▸ **Exercise instructions**: Could you extract every row below word for word, leaving the pictures out of your answer?

==== Material provided

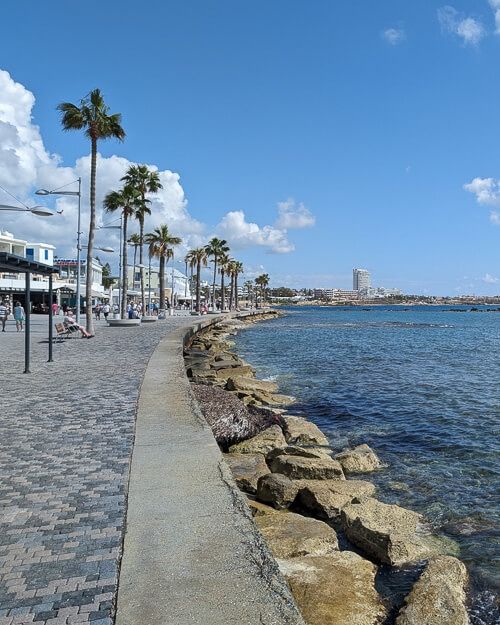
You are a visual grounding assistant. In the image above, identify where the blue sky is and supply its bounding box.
[0,0,500,294]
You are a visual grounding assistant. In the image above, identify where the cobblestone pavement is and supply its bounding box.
[0,316,190,625]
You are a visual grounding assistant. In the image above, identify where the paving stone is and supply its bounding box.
[0,316,186,625]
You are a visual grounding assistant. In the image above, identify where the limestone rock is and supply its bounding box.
[229,425,286,454]
[255,512,338,559]
[334,445,382,473]
[224,454,269,493]
[217,365,254,380]
[396,556,469,625]
[297,480,375,523]
[341,498,429,565]
[278,551,384,625]
[269,456,345,480]
[283,415,329,445]
[256,473,299,510]
[226,376,278,393]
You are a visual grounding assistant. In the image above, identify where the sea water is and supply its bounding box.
[236,306,500,625]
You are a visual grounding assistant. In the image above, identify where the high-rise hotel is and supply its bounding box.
[352,269,371,291]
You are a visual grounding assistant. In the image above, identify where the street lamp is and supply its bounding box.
[0,204,54,217]
[35,178,82,324]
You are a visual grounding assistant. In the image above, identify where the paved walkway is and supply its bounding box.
[0,315,187,625]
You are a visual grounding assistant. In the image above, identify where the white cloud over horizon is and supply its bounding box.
[381,28,406,46]
[0,69,314,256]
[437,5,486,46]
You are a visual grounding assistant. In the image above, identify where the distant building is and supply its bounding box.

========

▸ **Solution**:
You are a visual grounding assistant. In the image above, identify where the blue sky is and supply its bounding box.
[0,0,500,294]
You are a visual grounding assistant. In the image above, identify where the cobblestone pavement is and supply its bounding box.
[0,316,190,625]
You are a visual grounding assistant. In the image above, identify where the paving stone is and supply its bounding box.
[0,316,186,625]
You are a visual grounding assistant. In the image above, identify where the limestone rock is and supply its bounding box.
[229,425,286,454]
[255,512,338,559]
[334,445,382,473]
[224,454,269,493]
[217,365,254,380]
[396,556,469,625]
[297,480,375,523]
[341,498,429,565]
[278,551,384,625]
[269,456,345,480]
[283,415,329,445]
[256,473,299,510]
[226,376,278,393]
You are a visual grounding assistant. In the image above, identify where the sea water is and supply its bounding box.
[236,306,500,625]
You are a visual grounding assistant. In the image above, identify where the high-rise hotel is and supply its bounding box.
[352,269,371,291]
You are a visual grounding assistant. In the image above, identify where the street lamp is and supply its bounding box.
[0,204,54,217]
[35,178,82,324]
You are a visual grounding assistant. In the image above, identify where the paved walkway is and supply its bounding box.
[0,315,187,625]
You are a visual grounding assistant. In the image above, identify where the white cloud over horizon is and supply its bounding box.
[381,28,406,46]
[0,69,314,256]
[437,5,486,46]
You are a visual grounding assistant. In the image above, identify where the distant building is and supply its bounding box.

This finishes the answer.